### Assignment
Copy all of the data below exactly as it is given.

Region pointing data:
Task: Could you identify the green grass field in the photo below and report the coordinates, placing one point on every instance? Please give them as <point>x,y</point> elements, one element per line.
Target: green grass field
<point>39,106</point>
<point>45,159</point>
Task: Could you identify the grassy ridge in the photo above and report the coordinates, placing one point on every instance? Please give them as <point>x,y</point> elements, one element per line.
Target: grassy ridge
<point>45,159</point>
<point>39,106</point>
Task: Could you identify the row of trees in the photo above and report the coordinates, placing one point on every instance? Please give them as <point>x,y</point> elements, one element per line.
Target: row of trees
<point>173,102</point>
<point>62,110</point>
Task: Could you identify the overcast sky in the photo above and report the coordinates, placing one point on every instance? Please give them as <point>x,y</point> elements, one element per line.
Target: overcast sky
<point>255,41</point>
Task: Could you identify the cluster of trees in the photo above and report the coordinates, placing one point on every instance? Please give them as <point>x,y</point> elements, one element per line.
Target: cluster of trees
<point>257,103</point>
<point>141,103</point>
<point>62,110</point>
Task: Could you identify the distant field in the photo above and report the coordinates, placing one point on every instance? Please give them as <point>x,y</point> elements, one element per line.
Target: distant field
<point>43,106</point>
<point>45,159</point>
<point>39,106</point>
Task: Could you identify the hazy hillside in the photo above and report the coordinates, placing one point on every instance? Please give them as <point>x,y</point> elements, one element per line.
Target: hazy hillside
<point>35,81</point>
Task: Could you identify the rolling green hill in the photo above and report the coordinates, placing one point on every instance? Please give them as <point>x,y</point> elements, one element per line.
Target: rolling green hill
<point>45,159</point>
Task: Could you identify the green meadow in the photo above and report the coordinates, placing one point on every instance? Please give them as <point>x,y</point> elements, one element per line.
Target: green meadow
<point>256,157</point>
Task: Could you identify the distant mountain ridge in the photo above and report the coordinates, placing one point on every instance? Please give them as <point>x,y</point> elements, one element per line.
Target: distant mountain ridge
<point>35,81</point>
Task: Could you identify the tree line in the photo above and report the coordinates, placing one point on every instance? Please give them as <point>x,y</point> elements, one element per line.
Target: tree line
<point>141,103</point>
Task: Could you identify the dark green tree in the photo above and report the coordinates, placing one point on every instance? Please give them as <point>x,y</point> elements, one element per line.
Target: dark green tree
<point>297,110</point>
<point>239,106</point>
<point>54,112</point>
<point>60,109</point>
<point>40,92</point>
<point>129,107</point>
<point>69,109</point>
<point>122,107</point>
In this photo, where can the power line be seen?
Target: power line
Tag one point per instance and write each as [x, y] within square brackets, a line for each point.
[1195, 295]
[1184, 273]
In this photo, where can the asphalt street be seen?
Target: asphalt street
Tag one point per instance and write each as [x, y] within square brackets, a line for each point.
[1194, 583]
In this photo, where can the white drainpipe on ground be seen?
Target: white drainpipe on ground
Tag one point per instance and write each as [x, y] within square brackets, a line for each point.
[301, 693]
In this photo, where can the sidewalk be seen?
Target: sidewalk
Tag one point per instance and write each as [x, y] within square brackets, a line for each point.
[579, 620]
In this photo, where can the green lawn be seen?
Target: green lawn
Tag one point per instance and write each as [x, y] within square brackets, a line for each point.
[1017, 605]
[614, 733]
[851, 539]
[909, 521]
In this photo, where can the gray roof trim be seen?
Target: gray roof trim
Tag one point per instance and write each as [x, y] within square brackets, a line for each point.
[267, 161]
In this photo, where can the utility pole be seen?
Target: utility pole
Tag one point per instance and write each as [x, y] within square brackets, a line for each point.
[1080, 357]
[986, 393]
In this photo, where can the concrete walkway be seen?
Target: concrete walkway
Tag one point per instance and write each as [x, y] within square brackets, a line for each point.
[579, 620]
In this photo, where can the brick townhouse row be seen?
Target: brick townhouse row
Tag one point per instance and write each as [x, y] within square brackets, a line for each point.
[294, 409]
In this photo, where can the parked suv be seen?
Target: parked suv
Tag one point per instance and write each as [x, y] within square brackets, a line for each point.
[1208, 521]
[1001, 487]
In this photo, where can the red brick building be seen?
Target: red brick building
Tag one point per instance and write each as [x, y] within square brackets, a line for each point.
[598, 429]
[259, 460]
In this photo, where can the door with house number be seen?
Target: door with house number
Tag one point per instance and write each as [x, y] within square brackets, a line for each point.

### Written reply
Task: Could you identify the green grass field in the photo below and report the coordinates, placing one point on every instance? Please give them as <point>x,y</point> elements, one element per line.
Target: green grass field
<point>39,106</point>
<point>45,159</point>
Task: Could you identify the grassy ridge in the photo above and report the coordinates, placing one point on every instance? Please give them as <point>x,y</point> elements, one element per line.
Target: grassy ridge
<point>45,159</point>
<point>39,106</point>
Task: Could you identify the row of trees in the photo above and report the coordinates, placing one point on every instance? Please give them as <point>x,y</point> elements, one element per line.
Target: row of trees
<point>173,102</point>
<point>62,110</point>
Task: Could you identify the overcast sky in the photo above and report the coordinates, placing one point on every instance? Please give them as <point>x,y</point> elements, one element per line.
Target: overcast sky
<point>255,41</point>
Task: Could you identify the cluster of trees in the photo above and report the coordinates, placing one point on every instance? Please give them as <point>x,y</point> elements, one element per line.
Target: cluster of trees
<point>257,103</point>
<point>141,103</point>
<point>62,110</point>
Task: Could you identify the distant field in the photo above and report the coordinates, placing one point on every instance? Please give them as <point>x,y</point> elements, one element per line.
Target: distant field
<point>43,106</point>
<point>45,159</point>
<point>39,106</point>
Task: Could you identify the hazy hillside in the photo above and report the coordinates, placing one point on every instance? Please give them as <point>x,y</point> elements, one element per line.
Target: hazy hillside
<point>35,81</point>
Task: Could you identify the rolling green hill in the photo above and report the coordinates, placing one point on every instance? Please give them as <point>x,y</point> elements, one element per line.
Target: rolling green hill
<point>45,159</point>
Task: Could you identify the green meadow in the photo above and report the coordinates, placing one point on every instance? Please give them as <point>x,y</point> elements, one element per line.
Target: green meadow
<point>256,157</point>
Task: Could you identify the distant mountain ridge in the photo above and report the coordinates, placing one point on every instance? Please give them as <point>x,y</point> elements, one element per line.
Target: distant mountain ridge
<point>35,81</point>
Task: Could you identify the tree line in the photo above and report the coordinates, placing one point on every instance? Please give them as <point>x,y</point> elements, one element per line.
Target: tree line
<point>141,103</point>
Task: Could you identify the dark green tree in the photo above and report the coordinates, placing one point on every instance? Please give them as <point>x,y</point> elements, one element per line.
Target: dark green tree
<point>297,110</point>
<point>239,106</point>
<point>54,112</point>
<point>60,109</point>
<point>40,92</point>
<point>129,107</point>
<point>69,109</point>
<point>122,107</point>
In this photo, where can the power line be seen?
Target: power line
Tag one point per instance and write each as [x, y] within square brackets, a line for each point.
[1195, 295]
[1184, 273]
In this photo, where can the asphalt street be seen?
Target: asphalt street
Tag one point per instance and write each as [x, y] within square brackets, a line for each point.
[1194, 583]
In this photo, where can the white drainpipe on ground be seen?
Target: white drainpipe on ground
Tag one point per instance and write each as [x, y] within square brackets, a line for each point.
[301, 693]
In this photo, where can the sidewalk be seen?
Target: sidewalk
Tag one point per instance and write each as [x, y] within square brackets, a line for each point.
[579, 620]
In this photo, where can the green lawn be seen?
Target: green lawn
Tag one point per instance and write each as [x, y] within square brackets, a line for each point.
[1017, 605]
[614, 733]
[851, 539]
[909, 521]
In this photo, where can the gray roof trim be seen?
Target: gray roof trim
Tag one point per instance and write each as [x, y] within square brackets, a line for each point.
[267, 161]
In this photo, where can the utility pole be seen?
Target: utility pole
Tag one point per instance and write each as [x, y] within square brackets, a line for each point.
[1080, 357]
[986, 393]
In this photo, where can the concrete walkway be seen?
Target: concrete walkway
Tag one point per instance and write each as [x, y] within square brackets, a line for each point.
[579, 620]
In this photo, where can the brick townhouse row be seen?
Target: brick townhouse row
Tag one point per instance and write each as [x, y] within square brackets, a line for each point.
[294, 409]
In this photo, where can the parked suv be seen?
Target: parked suv
Tag one point per instance and write each as [x, y] within square brackets, a line for each point.
[1208, 521]
[1001, 487]
In this photo, where can the red brick building be seen?
Target: red brick building
Tag one point per instance and write each as [x, y] within square brackets, a line for each point.
[598, 429]
[259, 460]
In this photo, where can the door with house number be seen?
Target: door with house number
Tag one point per instance and write each as [x, y] within square brackets, a line for each point.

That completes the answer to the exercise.